O QUE FAZER
Segundo o trecho sobre os encontros do secretário da Educação, qual é o objetivo da série de encontros com profissionais da rede estadual?

TRECHO FORNECIDO
+---+

Secretário e rede iniciam discussões sobre progressão
continuada e reforço escolar
Primeira reunião do ciclo de debates, realizada em Guarulhos,
reuniu professores e profissionais envolvidos no processo de
alfabetização na região para debater reestruturação do
Ensino Fundamental e Médio
Está para começar a quarta reunião do secretário de Estado da Educação, professor Herman Voorwald, com 400 representantes de servidores da Educação. A série de encontros com profissionais da rede estadual de educação tem o objetivo de debater a proposta de Reorganização dos Ensinos Fundamental e Médio. Ao longo do dia, o secretário terá apresentado o modelo a cerca de 1600 integrantes das categorias dos professores, diretores de escolas e de supervisores das regiões de Guarulhos (Norte e Sul), Itaquaquecetuba, Mogi das Cruzes e Suzano. Pela manhã, o debate contou com a presença de professores e dirigentes de ensino.

+---+

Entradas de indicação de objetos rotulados
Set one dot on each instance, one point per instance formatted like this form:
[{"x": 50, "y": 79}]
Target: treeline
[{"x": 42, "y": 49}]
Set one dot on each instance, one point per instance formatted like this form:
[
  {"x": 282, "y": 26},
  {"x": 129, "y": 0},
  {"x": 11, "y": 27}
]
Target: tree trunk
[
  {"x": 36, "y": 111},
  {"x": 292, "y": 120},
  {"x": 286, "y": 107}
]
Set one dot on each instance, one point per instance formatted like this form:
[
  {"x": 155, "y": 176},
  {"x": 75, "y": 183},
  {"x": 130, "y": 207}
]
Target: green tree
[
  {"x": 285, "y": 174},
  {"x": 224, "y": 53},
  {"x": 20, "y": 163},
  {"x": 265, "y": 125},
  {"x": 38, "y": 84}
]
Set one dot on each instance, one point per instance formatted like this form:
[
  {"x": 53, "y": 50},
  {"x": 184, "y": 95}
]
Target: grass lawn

+---+

RESPOSTA
Debater a proposta de Reorganização dos Ensinos Fundamental e Médio.